→ Data extracted from a collection:
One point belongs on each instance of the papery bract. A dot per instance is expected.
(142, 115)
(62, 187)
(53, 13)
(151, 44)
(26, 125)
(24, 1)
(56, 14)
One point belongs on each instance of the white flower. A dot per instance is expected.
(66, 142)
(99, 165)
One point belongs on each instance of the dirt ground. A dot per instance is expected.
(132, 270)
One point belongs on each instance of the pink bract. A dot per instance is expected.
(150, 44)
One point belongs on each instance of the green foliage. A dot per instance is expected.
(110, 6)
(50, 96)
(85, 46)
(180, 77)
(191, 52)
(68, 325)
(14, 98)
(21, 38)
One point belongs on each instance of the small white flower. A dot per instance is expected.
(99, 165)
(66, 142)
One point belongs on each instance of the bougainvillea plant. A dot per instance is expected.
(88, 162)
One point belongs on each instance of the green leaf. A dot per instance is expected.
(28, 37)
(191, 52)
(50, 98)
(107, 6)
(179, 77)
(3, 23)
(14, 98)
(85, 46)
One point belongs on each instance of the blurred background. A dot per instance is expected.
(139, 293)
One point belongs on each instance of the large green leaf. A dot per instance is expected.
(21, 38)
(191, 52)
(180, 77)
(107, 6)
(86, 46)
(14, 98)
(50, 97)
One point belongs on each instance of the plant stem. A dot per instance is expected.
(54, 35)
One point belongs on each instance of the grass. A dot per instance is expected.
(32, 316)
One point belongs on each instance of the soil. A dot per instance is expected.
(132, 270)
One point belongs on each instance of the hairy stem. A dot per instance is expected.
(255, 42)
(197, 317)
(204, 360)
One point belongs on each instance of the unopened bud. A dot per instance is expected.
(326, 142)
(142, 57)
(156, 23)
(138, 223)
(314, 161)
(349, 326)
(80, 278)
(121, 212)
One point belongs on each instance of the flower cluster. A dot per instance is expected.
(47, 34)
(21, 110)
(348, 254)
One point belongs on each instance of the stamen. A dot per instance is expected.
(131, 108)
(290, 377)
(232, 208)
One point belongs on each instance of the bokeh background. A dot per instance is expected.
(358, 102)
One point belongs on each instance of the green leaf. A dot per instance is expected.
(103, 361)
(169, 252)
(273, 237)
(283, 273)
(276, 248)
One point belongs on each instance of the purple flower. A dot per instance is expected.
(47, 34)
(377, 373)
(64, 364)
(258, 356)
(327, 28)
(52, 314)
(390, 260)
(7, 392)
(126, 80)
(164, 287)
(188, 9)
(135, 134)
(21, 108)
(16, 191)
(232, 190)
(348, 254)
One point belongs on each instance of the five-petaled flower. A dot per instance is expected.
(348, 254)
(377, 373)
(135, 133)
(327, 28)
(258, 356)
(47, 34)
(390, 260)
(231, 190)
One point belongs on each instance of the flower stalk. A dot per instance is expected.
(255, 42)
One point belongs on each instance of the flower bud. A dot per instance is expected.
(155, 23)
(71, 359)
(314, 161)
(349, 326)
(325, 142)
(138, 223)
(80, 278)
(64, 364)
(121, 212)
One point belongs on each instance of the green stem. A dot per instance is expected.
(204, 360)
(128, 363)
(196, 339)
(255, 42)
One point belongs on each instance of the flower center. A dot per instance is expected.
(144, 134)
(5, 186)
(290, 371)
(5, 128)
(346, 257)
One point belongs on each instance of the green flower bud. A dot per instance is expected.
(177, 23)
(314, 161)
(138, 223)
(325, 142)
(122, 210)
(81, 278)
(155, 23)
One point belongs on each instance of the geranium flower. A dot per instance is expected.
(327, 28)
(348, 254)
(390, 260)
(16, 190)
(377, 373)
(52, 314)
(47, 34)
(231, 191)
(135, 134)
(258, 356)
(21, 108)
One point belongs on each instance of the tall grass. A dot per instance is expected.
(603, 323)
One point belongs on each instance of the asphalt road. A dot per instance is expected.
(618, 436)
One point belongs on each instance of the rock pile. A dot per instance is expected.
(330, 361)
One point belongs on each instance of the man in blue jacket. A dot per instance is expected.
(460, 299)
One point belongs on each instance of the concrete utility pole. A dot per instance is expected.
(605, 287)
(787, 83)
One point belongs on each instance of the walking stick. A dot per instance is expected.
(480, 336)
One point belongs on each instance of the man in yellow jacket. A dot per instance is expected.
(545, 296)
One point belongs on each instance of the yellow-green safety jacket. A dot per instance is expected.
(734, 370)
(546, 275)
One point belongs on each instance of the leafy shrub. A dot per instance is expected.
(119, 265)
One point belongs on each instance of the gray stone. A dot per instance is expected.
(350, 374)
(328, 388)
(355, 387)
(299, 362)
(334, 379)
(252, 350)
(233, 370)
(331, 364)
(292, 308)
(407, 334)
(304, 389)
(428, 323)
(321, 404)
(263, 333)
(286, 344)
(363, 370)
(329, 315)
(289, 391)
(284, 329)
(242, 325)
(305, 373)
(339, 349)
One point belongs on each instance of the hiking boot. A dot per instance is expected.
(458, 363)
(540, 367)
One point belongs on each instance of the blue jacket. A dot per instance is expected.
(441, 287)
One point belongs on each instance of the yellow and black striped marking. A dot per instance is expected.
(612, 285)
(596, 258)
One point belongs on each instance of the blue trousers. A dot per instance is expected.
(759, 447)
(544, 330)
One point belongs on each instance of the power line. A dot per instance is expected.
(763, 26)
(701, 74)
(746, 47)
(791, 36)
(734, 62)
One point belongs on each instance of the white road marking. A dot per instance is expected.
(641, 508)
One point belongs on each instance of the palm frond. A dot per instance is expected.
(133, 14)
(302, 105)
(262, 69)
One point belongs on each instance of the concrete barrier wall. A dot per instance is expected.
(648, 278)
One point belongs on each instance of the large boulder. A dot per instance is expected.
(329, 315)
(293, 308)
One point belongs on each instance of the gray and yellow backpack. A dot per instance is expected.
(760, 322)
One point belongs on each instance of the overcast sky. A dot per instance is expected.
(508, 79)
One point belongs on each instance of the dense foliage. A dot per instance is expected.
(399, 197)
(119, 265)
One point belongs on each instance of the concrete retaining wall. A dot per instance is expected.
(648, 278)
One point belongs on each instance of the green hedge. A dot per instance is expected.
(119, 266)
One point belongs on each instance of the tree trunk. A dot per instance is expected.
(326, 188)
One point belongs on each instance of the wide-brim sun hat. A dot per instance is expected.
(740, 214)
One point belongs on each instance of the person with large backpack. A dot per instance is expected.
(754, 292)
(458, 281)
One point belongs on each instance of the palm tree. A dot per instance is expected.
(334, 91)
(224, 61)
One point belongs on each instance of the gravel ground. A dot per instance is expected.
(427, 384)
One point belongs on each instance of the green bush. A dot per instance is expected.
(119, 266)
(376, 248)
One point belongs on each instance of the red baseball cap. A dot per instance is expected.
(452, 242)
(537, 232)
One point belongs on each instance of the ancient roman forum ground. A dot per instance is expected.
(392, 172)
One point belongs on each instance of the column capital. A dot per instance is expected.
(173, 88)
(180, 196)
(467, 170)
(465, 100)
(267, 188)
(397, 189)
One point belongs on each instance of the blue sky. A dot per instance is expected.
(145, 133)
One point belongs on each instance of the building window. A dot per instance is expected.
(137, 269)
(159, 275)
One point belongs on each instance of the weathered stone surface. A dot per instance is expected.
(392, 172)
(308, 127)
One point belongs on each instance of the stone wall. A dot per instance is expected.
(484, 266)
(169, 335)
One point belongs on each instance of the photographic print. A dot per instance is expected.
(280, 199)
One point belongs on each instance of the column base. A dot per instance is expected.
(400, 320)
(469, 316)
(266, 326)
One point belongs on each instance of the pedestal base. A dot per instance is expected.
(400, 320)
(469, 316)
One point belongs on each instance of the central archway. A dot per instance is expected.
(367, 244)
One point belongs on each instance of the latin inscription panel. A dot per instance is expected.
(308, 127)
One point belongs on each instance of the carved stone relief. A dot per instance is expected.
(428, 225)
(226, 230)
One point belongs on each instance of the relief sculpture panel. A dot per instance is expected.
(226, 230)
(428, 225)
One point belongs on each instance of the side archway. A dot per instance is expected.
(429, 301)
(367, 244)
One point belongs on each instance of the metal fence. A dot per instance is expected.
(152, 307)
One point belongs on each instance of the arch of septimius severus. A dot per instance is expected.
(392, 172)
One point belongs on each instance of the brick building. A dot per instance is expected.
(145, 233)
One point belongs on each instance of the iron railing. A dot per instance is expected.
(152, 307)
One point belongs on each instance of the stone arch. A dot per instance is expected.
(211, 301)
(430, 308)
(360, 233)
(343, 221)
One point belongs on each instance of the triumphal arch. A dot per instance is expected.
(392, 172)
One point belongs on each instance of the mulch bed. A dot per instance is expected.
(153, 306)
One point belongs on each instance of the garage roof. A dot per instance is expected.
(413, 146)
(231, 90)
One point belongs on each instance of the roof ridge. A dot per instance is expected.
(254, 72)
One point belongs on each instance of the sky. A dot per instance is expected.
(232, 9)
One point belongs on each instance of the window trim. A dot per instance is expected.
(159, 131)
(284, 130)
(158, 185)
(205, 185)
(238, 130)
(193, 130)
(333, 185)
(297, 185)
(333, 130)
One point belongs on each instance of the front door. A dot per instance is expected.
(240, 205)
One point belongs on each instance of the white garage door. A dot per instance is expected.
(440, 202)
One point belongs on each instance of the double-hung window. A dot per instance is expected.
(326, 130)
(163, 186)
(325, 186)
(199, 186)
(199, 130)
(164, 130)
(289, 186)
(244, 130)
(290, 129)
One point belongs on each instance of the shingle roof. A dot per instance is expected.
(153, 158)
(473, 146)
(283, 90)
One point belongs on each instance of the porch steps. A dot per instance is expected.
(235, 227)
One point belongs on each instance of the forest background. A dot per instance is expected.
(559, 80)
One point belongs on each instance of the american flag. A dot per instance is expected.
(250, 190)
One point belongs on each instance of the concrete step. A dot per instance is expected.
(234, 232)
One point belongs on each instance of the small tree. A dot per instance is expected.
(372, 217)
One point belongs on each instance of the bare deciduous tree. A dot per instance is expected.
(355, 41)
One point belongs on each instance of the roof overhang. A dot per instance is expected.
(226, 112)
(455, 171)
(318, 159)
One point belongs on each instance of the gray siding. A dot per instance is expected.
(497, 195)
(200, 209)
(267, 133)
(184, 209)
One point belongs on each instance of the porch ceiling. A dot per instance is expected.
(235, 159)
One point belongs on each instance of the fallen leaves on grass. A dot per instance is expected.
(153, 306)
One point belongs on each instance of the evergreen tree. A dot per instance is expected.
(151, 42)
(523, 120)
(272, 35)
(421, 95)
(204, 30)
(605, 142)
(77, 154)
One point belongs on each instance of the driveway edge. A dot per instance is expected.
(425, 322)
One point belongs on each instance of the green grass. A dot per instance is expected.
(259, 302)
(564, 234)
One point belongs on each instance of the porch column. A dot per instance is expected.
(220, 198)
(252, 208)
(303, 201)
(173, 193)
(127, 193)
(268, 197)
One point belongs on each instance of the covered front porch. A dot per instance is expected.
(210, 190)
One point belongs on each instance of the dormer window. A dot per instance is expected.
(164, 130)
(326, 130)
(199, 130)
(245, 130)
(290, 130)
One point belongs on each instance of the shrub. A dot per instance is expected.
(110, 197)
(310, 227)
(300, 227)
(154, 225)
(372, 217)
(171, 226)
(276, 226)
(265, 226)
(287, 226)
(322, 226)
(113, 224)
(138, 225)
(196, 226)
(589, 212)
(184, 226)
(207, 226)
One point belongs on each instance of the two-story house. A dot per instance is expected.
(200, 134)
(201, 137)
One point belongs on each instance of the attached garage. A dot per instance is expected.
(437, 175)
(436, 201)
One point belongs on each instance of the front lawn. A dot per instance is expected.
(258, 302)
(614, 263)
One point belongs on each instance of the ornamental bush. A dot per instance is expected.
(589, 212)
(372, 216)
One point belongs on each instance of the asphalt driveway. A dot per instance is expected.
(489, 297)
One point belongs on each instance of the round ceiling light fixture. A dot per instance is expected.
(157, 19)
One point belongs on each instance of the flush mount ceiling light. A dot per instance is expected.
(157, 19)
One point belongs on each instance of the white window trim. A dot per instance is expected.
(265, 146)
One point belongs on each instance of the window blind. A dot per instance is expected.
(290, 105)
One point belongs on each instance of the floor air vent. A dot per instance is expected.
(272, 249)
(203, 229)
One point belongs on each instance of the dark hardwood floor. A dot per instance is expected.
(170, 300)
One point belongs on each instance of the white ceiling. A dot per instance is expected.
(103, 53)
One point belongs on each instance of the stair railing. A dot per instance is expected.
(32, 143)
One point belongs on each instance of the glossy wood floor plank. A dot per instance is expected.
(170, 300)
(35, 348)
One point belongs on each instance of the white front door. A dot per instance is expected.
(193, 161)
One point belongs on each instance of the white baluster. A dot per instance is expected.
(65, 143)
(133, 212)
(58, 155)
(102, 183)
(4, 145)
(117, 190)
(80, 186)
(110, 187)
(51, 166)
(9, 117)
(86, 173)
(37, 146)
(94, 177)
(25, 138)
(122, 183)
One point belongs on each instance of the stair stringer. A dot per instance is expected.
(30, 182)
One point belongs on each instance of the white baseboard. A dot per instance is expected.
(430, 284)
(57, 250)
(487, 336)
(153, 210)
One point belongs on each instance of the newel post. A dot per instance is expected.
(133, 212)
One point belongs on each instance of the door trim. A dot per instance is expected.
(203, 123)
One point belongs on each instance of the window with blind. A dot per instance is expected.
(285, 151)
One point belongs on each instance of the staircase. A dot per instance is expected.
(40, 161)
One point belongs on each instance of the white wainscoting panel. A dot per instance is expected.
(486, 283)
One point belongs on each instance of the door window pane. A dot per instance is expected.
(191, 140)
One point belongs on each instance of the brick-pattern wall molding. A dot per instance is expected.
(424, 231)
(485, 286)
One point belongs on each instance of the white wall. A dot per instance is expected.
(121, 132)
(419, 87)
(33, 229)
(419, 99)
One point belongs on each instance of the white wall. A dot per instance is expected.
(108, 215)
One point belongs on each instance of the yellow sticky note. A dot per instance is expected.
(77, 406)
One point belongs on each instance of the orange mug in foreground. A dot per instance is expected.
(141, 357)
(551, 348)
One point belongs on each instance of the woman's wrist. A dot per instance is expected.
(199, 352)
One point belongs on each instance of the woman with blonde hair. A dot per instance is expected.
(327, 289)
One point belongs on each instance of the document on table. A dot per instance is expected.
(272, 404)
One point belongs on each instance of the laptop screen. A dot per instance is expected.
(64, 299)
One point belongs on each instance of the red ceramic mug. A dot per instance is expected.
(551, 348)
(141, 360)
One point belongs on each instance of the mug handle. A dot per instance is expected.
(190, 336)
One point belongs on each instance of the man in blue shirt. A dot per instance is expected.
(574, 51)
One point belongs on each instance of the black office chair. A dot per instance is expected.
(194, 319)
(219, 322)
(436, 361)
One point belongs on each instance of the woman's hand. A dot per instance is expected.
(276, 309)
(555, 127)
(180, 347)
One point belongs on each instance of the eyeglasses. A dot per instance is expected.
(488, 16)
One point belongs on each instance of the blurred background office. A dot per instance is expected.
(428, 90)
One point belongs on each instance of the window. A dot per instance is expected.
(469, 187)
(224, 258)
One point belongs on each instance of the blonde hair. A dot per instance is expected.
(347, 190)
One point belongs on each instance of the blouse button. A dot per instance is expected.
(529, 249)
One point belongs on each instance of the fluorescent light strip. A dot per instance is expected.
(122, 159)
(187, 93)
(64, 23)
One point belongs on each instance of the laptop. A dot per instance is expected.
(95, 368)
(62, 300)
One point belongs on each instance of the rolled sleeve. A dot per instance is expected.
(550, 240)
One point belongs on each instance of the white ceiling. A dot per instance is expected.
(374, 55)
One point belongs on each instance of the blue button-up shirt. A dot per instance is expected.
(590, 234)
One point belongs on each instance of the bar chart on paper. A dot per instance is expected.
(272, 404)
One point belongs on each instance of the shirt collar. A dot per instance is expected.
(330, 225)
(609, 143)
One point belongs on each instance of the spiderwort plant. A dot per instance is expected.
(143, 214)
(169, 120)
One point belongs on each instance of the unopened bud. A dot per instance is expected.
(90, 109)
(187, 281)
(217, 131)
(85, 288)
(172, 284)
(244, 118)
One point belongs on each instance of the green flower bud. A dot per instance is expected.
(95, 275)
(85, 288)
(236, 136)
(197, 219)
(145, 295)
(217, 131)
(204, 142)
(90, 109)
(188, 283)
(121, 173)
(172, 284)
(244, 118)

→ WRITTEN EXERCISE:
Each line from the one containing "One point belongs on each instance of the shirt" to the end of the records should be echoed exactly, and no other line.

→ THE OUTPUT:
One point belongs on each instance of the shirt collar. A dot per instance is expected.
(330, 225)
(609, 143)
One point belongs on each instance of the spiderwort plant. A dot per instance is expected.
(143, 214)
(169, 120)
One point belongs on each instance of the unopened bud. A dot per instance is expected.
(90, 109)
(187, 281)
(217, 131)
(85, 288)
(172, 284)
(244, 118)
One point belongs on each instance of the green flower bud. A dot per instance is expected.
(95, 275)
(85, 288)
(236, 136)
(197, 219)
(145, 295)
(217, 131)
(204, 142)
(90, 109)
(188, 283)
(121, 173)
(172, 284)
(244, 118)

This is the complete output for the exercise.